DIRECTIONS
State the number of lines in the material below that contain the word "positive", without any other text.

--- --- ---

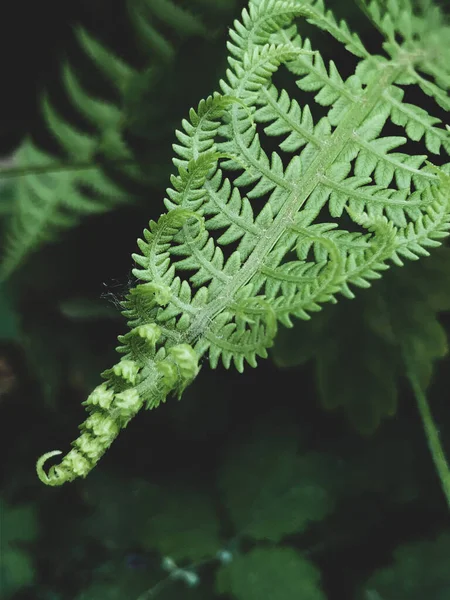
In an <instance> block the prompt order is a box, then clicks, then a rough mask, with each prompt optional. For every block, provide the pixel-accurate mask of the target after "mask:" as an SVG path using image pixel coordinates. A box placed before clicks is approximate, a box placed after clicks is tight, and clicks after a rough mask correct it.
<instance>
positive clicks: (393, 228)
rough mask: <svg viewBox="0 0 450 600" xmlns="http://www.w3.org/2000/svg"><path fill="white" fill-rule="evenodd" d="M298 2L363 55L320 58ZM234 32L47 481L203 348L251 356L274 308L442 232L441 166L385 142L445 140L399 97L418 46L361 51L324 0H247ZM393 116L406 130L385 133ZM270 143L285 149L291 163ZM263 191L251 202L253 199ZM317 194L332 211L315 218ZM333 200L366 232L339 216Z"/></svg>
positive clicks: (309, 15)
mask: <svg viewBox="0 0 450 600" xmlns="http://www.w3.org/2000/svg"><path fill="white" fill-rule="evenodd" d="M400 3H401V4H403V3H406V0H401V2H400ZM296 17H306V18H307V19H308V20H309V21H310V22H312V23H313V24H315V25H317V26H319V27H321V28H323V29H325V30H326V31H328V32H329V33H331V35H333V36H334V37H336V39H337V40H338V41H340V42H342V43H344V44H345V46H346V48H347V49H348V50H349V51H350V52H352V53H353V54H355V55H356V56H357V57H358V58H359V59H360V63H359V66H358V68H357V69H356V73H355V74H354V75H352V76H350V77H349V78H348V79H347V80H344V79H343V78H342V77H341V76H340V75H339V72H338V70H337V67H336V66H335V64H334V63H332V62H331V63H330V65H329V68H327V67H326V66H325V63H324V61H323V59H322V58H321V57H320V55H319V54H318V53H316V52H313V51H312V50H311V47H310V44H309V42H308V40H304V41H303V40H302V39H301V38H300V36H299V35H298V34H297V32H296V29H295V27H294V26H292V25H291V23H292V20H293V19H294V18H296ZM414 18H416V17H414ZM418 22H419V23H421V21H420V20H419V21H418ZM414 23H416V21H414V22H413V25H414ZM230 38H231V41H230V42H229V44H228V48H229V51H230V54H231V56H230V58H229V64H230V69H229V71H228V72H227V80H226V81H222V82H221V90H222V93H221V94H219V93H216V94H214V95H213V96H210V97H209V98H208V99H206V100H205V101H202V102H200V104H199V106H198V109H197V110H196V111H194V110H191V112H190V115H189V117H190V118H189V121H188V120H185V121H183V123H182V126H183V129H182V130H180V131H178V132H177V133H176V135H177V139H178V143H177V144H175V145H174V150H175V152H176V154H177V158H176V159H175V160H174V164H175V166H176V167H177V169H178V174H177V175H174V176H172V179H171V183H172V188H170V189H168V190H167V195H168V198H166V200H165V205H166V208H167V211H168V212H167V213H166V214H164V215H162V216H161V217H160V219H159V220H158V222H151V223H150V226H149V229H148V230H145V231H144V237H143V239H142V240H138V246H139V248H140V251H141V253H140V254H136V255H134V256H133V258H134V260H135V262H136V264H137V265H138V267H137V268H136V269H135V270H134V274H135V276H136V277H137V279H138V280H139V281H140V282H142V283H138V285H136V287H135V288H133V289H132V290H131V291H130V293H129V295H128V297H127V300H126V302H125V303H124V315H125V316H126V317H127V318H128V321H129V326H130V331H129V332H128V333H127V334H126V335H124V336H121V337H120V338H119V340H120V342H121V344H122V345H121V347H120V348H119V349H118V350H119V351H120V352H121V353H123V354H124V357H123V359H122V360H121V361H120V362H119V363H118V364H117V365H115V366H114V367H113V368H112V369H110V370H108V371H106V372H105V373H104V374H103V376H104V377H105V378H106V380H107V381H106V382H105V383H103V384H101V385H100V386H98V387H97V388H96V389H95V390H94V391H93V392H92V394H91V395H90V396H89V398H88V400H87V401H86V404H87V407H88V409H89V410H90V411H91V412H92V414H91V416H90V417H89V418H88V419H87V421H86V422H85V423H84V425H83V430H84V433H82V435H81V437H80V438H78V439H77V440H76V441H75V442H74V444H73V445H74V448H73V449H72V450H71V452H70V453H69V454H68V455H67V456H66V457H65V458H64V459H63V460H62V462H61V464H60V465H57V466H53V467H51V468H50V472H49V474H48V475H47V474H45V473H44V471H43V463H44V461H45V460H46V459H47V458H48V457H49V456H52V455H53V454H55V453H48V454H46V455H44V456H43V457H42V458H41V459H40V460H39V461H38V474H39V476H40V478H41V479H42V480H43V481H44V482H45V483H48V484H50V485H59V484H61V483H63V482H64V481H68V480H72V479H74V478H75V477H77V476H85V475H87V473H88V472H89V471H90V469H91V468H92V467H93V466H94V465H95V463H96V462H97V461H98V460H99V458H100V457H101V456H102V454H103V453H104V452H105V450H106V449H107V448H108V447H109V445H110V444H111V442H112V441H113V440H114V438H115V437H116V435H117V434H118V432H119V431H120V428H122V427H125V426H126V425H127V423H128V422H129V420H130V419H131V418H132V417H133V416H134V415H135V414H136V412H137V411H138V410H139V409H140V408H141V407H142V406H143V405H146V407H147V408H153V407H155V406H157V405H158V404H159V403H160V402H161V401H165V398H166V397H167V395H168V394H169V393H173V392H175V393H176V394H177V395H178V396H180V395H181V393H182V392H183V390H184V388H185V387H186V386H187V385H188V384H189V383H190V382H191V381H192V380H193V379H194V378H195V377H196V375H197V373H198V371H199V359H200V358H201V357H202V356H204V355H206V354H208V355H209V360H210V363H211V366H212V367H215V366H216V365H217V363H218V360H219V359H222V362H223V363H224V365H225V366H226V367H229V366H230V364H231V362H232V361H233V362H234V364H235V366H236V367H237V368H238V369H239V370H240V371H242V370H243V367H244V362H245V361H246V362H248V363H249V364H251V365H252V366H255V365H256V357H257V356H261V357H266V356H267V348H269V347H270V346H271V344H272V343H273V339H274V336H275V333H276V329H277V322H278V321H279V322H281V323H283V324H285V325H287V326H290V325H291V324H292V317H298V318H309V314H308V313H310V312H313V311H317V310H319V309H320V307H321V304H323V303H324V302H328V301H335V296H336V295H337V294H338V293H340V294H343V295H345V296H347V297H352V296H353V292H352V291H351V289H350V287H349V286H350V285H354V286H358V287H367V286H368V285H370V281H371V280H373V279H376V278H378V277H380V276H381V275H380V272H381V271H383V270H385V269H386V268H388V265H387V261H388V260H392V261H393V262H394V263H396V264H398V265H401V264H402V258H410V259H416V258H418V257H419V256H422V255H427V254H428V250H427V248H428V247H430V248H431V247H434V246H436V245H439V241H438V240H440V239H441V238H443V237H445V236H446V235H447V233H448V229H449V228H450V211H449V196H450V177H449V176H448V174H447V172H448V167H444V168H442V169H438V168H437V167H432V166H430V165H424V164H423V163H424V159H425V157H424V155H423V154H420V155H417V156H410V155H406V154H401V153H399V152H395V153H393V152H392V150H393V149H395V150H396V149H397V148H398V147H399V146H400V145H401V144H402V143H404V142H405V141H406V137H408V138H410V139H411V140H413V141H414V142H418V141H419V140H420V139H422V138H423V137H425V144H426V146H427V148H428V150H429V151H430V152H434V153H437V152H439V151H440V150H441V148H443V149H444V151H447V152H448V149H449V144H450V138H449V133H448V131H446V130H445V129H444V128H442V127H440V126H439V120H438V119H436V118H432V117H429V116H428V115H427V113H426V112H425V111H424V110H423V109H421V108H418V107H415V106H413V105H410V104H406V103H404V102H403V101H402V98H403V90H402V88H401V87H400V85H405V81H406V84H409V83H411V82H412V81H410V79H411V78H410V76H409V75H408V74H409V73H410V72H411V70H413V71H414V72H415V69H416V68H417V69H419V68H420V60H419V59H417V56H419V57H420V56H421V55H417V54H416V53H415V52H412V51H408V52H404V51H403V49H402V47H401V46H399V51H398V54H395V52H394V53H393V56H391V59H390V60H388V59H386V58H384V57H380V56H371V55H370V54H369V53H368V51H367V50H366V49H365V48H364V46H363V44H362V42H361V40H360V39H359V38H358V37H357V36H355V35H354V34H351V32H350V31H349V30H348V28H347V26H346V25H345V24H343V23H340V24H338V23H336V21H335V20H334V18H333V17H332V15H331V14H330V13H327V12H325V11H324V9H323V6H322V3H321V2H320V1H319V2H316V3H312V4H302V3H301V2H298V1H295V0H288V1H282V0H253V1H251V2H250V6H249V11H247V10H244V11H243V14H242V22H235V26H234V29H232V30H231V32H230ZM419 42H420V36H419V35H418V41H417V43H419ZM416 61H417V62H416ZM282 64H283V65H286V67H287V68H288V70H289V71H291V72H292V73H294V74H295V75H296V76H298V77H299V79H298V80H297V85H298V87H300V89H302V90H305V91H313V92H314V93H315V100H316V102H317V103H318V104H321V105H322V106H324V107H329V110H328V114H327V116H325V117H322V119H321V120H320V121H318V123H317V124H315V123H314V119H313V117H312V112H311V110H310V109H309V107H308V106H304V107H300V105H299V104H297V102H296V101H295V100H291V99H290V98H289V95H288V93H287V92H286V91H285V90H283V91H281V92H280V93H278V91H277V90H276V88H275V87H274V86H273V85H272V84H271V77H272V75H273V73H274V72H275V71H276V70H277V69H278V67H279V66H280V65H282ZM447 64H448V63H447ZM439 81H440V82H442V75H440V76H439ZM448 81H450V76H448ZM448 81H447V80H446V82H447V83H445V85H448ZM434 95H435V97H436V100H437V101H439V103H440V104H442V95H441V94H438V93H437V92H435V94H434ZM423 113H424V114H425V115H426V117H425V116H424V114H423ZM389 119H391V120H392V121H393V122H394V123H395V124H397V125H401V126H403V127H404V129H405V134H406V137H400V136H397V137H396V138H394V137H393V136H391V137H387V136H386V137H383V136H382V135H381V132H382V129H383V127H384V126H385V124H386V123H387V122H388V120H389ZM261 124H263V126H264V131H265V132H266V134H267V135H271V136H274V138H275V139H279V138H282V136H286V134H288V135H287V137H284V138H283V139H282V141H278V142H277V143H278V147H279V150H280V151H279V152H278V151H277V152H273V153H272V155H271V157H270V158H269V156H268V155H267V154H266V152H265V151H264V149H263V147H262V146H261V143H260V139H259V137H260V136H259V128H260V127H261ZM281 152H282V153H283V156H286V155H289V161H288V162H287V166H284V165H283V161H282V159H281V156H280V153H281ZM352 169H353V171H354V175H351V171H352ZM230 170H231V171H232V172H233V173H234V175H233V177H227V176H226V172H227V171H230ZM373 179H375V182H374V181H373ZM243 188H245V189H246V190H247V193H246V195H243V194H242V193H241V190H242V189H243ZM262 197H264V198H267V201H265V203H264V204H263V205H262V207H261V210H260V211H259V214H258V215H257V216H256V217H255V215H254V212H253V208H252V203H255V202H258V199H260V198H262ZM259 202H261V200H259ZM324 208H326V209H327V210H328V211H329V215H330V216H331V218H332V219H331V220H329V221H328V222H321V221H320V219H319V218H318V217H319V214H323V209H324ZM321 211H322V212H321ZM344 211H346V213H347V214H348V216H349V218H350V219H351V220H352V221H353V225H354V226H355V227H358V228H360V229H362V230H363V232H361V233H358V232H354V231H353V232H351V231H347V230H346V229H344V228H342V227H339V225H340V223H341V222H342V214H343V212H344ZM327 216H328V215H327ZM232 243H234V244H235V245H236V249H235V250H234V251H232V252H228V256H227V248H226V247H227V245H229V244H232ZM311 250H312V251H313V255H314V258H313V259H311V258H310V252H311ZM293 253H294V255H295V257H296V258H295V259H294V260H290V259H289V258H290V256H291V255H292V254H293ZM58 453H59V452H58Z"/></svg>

--- --- ---

RESULT FOR THIS EXERCISE
2